* _EXERCISE MATERIALS_
———

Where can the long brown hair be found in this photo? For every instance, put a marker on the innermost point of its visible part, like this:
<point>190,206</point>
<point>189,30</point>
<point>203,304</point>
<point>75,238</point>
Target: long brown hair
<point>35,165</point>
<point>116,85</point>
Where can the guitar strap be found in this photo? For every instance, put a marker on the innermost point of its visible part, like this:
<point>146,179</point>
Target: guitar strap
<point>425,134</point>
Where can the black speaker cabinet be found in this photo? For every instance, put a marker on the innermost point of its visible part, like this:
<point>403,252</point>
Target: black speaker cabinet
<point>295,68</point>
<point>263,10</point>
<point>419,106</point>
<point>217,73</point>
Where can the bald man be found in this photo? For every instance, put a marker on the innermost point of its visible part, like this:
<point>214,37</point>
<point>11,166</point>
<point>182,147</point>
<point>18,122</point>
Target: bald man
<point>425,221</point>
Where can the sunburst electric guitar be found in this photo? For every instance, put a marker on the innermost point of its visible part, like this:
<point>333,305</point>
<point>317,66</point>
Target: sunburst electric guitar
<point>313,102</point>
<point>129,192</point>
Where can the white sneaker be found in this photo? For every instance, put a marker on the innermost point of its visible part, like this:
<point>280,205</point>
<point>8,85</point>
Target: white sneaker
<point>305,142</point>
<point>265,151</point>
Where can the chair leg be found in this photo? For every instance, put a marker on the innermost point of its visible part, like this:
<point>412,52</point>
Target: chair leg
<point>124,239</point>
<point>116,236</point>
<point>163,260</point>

———

* _GOAL_
Convert all of the material above into a numbered list, leaving out any blank lines.

* _WRITTEN ANSWER_
1. Where can the long brown hair be found in this photo? For every instance, put a marker on the innermost point of its visible part, like this:
2. <point>190,206</point>
3. <point>189,30</point>
4. <point>203,304</point>
5. <point>75,238</point>
6. Target: long brown hair
7. <point>35,165</point>
8. <point>116,85</point>
9. Where can the guitar strap be found in this photo? For every instance, put a marker on the innermost point of its visible part, like this:
10. <point>146,179</point>
11. Target: guitar strap
12. <point>425,134</point>
13. Where can the black speaker cabinet be found in this photo? For every instance, put a marker on the innermost point of its visible part, like this:
14. <point>403,252</point>
15. Target: black speaker cabinet
16. <point>295,68</point>
17. <point>263,10</point>
18. <point>419,106</point>
19. <point>217,73</point>
20. Where can the bald man be found in this photo? For every instance, put a marker on the innermost point of its visible part, like this:
21. <point>214,37</point>
22. <point>11,166</point>
23. <point>182,147</point>
24. <point>18,122</point>
25. Target: bald man
26. <point>425,221</point>
27. Where can the sunburst electric guitar be found in this photo? For every instance, put a marker on the innermost point of its visible part, like this:
28. <point>333,305</point>
29. <point>317,66</point>
30. Target: sunburst electric guitar
31. <point>313,102</point>
32. <point>129,192</point>
33. Where can the white sneaker be found in this photo? For every instance, put a marker on the innermost point of its visible part, like this:
34. <point>280,205</point>
35. <point>8,85</point>
36. Target: white sneaker
37. <point>305,142</point>
38. <point>265,151</point>
39. Where can the chair leg be found in this photo? For every instance, put a marker on the innermost point of its visible part, like this:
40. <point>412,52</point>
41. Target: chair leg
42. <point>124,239</point>
43. <point>116,236</point>
44. <point>163,260</point>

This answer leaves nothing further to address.